» **Data in this exercise**:
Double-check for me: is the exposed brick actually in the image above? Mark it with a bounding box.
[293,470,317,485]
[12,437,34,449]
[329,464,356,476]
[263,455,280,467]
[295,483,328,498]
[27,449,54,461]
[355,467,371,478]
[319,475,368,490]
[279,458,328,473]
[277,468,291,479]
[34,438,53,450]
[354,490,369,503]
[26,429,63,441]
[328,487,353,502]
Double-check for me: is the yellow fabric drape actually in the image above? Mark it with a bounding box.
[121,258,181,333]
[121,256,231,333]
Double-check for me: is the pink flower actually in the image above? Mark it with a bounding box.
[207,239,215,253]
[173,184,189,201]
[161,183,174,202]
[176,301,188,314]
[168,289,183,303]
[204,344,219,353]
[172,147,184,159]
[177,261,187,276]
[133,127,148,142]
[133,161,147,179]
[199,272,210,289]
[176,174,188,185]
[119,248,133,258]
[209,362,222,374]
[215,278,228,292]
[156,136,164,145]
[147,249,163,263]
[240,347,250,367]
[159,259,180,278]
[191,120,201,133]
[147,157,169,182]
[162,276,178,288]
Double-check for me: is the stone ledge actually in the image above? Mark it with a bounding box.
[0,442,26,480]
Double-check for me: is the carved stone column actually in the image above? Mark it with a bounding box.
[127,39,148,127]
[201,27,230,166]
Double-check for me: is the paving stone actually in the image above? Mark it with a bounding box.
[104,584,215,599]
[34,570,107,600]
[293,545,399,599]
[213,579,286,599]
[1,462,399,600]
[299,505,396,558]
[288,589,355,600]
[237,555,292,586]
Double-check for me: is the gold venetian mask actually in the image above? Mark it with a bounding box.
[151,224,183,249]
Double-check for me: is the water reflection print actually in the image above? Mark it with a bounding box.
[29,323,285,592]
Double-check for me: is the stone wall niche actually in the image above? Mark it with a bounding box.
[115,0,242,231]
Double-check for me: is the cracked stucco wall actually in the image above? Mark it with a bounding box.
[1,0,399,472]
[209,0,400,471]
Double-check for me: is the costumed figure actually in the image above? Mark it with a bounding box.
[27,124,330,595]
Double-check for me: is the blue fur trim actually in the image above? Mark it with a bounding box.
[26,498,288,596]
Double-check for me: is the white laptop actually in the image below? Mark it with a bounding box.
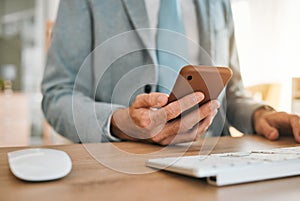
[146,146,300,186]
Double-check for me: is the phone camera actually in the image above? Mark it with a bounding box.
[187,75,193,81]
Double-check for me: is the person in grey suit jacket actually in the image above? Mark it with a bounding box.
[42,0,300,145]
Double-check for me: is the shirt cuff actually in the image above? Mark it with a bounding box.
[103,113,122,142]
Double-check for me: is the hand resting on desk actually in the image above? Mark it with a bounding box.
[110,92,220,145]
[253,107,300,143]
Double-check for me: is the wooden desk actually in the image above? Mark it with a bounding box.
[1,136,300,201]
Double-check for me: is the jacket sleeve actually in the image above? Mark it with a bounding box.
[225,0,265,134]
[41,0,124,143]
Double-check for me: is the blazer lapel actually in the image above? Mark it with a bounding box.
[122,0,158,64]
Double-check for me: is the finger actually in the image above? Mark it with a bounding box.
[157,92,205,121]
[163,101,219,135]
[193,110,218,141]
[151,109,218,145]
[130,108,152,128]
[146,99,218,143]
[132,93,168,109]
[158,128,199,145]
[290,115,300,143]
[256,119,279,141]
[177,101,220,133]
[146,117,198,144]
[130,93,167,128]
[160,113,217,145]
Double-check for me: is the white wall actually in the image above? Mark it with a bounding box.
[231,0,300,112]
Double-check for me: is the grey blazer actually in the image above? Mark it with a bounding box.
[42,0,263,143]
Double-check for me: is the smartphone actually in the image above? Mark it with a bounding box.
[168,65,233,106]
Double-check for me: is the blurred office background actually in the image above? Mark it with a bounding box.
[0,0,300,147]
[0,0,60,146]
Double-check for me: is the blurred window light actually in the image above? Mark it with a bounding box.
[231,0,300,112]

» **Work instructions**: None of the pictures should be reproduced; all other material above must be set down exactly.

» **Response to this task**:
Double-check for me: is the exposed brick actually in the image above? Mark it with a bounding box.
[293,470,317,485]
[12,437,34,449]
[329,464,356,476]
[263,455,280,467]
[295,483,328,498]
[27,449,54,461]
[355,467,371,478]
[319,475,368,490]
[279,458,328,473]
[277,468,291,479]
[34,438,53,450]
[354,490,369,503]
[26,429,63,441]
[328,487,353,502]
Double-check for me: is the yellow fabric drape actually in the image above? Mark it with a bounding box.
[121,258,181,333]
[121,256,231,333]
Double-check for me: is the pink flower actually in the image above? Mark it with a bounding box.
[207,239,215,253]
[173,184,189,201]
[161,183,174,202]
[176,301,188,314]
[168,289,183,303]
[204,344,219,353]
[172,147,184,159]
[177,261,187,276]
[133,127,148,142]
[133,161,147,179]
[199,272,210,289]
[176,174,188,185]
[119,248,133,258]
[209,362,222,374]
[215,278,228,292]
[156,136,164,145]
[147,249,163,263]
[240,347,250,367]
[159,259,180,278]
[191,120,201,133]
[147,157,169,182]
[162,276,178,288]
Double-check for me: is the stone ledge actually in the image above? Mark it with a bounding box.
[0,442,26,480]
Double-check for me: is the carved stone column actually in the image above? Mark it with a bounding box.
[127,39,148,127]
[201,27,230,166]
Double-check for me: is the paving stone actually in the image above? Mark it with a bounding box.
[104,584,215,599]
[34,570,107,600]
[293,545,399,599]
[213,579,286,599]
[1,462,399,600]
[299,505,396,558]
[288,589,355,600]
[237,555,292,586]
Double-check for me: is the gold venetian mask actually in the image above? Mark it with a bounding box.
[151,224,183,249]
Double-check for me: is the water reflection print actually in the image above? Mark it with a bounding box.
[29,323,285,592]
Double-check for me: is the stone wall niche actually in the image above? Mark it with a bounding box.
[115,0,242,231]
Double-check for me: is the cracked stucco wall actually in the image above? Mark it with a bounding box.
[1,0,399,472]
[209,0,400,471]
Double-check for me: is the costumed figure actually in the image above? Mark it with a bounding box.
[27,124,330,595]
Double-check for me: is the blue fur trim actually in the image above? Mark it with a bounding box.
[26,498,288,596]
Double-check for me: is the white laptop actually in the image below? Mark it with a bounding box.
[146,146,300,186]
Double-check for me: is the phone camera actually in the image above? Mark it with a bounding box.
[187,75,193,81]
Double-check for me: is the person in grey suit jacket actually in the image above? Mark it with a bounding box.
[42,0,300,145]
Double-check for me: is the shirt cuff actually in the image above? Mark it with a bounding box.
[103,113,122,142]
Double-check for me: is the hand resting on desk actually in the image above? Mark it with a bounding box.
[110,92,220,145]
[253,107,300,143]
Double-check for me: is the wooden desk actually in the image above? Mark it with a bounding box.
[1,136,300,201]
Double-check for me: is the jacket sleeve actually in the image above? Mark it with a bounding box.
[225,0,265,134]
[41,0,124,143]
Double-check for me: is the blazer lapel actually in the image above? Mark it with a bounding box.
[122,0,158,64]
Double-check for me: is the finger actually in the image above? Mark it with a bounding box.
[157,92,205,121]
[163,101,219,135]
[193,110,218,141]
[151,109,218,145]
[130,108,152,128]
[146,99,218,143]
[132,93,168,109]
[158,128,199,145]
[290,115,300,143]
[256,119,279,141]
[177,101,220,133]
[146,117,198,144]
[130,93,167,128]
[160,113,217,145]
Double-check for me: is the white wall actually in the image above? Mark it with a bounding box.
[231,0,300,112]
Double-check for me: is the grey blazer actually in the image above? Mark it with a bounding box.
[42,0,263,143]
Double-check for me: is the smartphone actually in the image above? Mark it with a bounding box.
[168,65,233,106]
Double-check for me: is the blurred office background actually in the image above? Mark it with a bounding box.
[0,0,300,147]
[0,0,60,146]
Double-check for me: is the blurred window light actually in the image above? Mark it with a bounding box.
[231,0,300,112]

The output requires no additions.